TASK GOAL
Rename "Target" to "Label" everywhere in the lines below and copy them out with no other change. Omit the pictures from your answer.

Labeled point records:
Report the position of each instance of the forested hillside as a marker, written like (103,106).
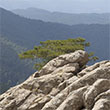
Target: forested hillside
(12,69)
(65,18)
(26,33)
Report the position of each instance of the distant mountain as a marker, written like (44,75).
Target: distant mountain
(27,33)
(65,18)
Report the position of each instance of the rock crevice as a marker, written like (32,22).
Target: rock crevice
(64,83)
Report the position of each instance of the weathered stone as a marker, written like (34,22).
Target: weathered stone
(65,83)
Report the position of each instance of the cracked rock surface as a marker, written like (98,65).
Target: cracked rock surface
(64,83)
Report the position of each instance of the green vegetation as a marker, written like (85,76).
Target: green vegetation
(50,49)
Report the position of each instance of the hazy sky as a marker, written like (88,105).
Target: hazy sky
(71,6)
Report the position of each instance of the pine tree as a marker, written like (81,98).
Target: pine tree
(50,49)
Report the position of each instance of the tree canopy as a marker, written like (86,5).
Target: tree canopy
(47,50)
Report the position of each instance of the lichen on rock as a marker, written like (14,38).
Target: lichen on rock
(63,84)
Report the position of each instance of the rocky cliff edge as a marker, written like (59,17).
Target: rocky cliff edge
(65,83)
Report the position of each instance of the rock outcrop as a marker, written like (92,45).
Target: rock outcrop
(65,83)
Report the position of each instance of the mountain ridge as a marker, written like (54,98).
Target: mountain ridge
(64,18)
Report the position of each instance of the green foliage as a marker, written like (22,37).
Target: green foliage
(50,49)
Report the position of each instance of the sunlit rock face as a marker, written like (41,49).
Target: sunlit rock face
(64,83)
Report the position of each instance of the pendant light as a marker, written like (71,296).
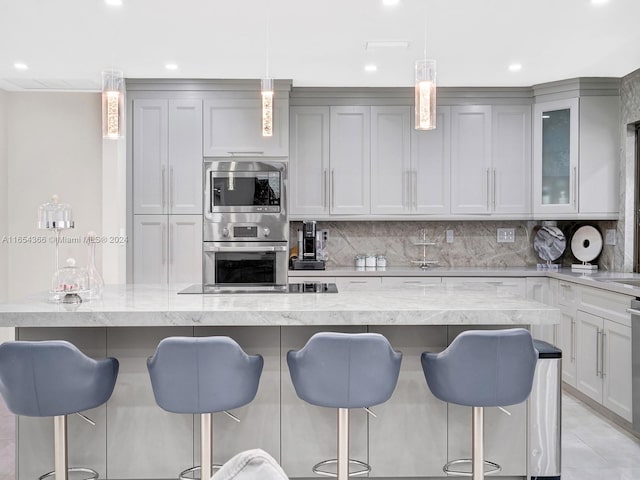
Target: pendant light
(425,90)
(266,88)
(112,104)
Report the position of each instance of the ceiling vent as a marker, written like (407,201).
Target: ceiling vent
(54,84)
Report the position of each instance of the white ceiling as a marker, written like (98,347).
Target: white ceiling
(67,43)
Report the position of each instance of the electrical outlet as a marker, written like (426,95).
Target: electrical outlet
(449,236)
(506,235)
(610,237)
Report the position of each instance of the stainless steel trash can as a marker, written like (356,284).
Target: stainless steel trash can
(545,413)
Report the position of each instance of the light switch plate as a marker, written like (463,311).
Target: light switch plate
(449,236)
(610,237)
(506,235)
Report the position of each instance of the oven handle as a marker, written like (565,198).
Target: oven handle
(209,248)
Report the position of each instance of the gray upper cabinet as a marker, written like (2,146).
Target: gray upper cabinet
(511,159)
(167,156)
(233,127)
(491,160)
(430,166)
(350,159)
(409,168)
(330,161)
(576,158)
(150,156)
(470,159)
(391,174)
(309,161)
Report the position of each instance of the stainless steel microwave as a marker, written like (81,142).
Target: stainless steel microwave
(245,266)
(245,186)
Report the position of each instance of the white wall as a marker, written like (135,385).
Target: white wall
(54,147)
(3,194)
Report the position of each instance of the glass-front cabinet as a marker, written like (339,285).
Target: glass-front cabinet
(556,143)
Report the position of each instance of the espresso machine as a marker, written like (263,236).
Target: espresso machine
(308,249)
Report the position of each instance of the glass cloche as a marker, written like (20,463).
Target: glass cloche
(55,215)
(69,283)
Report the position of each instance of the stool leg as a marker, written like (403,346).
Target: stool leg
(206,445)
(343,444)
(60,447)
(477,449)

REPLY
Report the position of each instance of the forested hillside as a marker, written like (103,106).
Label: forested hillside
(12,69)
(65,18)
(26,33)
Report the position of each instance of the distant mountain as a marker, written like (44,75).
Label: distant mountain
(27,33)
(65,18)
Report the position of each instance of the rock crevice as a marker, written like (32,22).
Label: rock crevice
(64,83)
Report the position of each instance of the weathered stone as a marker, written like (34,22).
Label: weathered stone
(65,83)
Report the position of each instance of the cracked rock surface as a marker, written like (98,65).
Label: cracked rock surface
(64,83)
Report the position of each instance of the green vegetation as a marker, written like (85,76).
Label: green vegetation
(50,49)
Report the position of each instance of the hazy sky as a marker, written like (88,105).
Label: hazy sky
(71,6)
Report the position of each instance of the pine tree as a marker, written like (81,98).
Label: pine tree
(50,49)
Report the position of each instance of the tree canopy as a marker, written like (86,5).
Label: tree canopy
(47,50)
Report the position of each instance of the lichen on rock as a marker, written like (14,38).
Label: lichen on rock
(63,84)
Report the position of each instance of the rocky cliff edge as a marker, written like (59,17).
Label: rocky cliff edge
(65,83)
Report the position of each instance of the rock outcrop as a marker, written like (92,45).
Label: rock outcrop
(65,83)
Report the position of each instance of the mountain ridge as a marker, written like (54,98).
Label: mountain ridge
(64,18)
Report the position of each instance of the green foliage as a marker, written like (22,37).
Label: green foliage
(50,49)
Report the position of each instance of the sunlit rock face as a marker, written like (41,49).
Label: sunlit rock face
(64,83)
Report the position of each instance of the pendant light as a marker, written like (71,296).
Label: pendant light
(425,90)
(266,88)
(112,104)
Report the position of each instance of the ceiling vent as a marker, written like (407,201).
Label: ceiling vent
(54,84)
Report the position of each instance of the white ceiling as a marker, written like (98,347).
Label: white ceiling
(67,43)
Report the position of each instance of the electrical outlet as a marker, written like (426,95).
Label: electrical outlet
(449,236)
(506,235)
(610,237)
Report the position of each instance of the stainless steel trash can as a marker, written like (356,284).
Label: stainless steel trash can
(545,413)
Report the position of each instance of the light switch plate as a marker, written like (463,311).
Label: light switch plate
(449,236)
(610,237)
(506,235)
Report the position of each instance of the oven handle as a marker, written like (565,198).
Label: oven handle
(209,248)
Report the position of each instance of the gray upper cabinet as a marker, written like (2,146).
Label: gray upper cabinet
(511,159)
(167,156)
(233,127)
(491,160)
(430,166)
(350,159)
(409,168)
(330,161)
(576,158)
(150,156)
(470,159)
(391,174)
(309,161)
Report the position of each instance of the stainless steel microwave as a marker, written like (81,142).
Label: stainless steel microwave
(245,266)
(245,186)
Report the position of each instance of the white wall as a marker, written like (135,385).
Label: white wall
(54,147)
(3,194)
Report the position of each instance of the glass-front cabinet as a marker, written like (339,285).
Label: glass-front cabinet
(556,143)
Report the position of each instance of the espresso machine as a marker, written like (263,236).
Label: espresso machine
(308,249)
Report the position of each instance of the glass cloche as a marker, written like (20,463).
Label: glass cloche
(55,215)
(69,283)
Report the position of each instance of the stool leg as a marker, written like (403,346).
Label: stool leg
(206,445)
(343,444)
(60,447)
(477,449)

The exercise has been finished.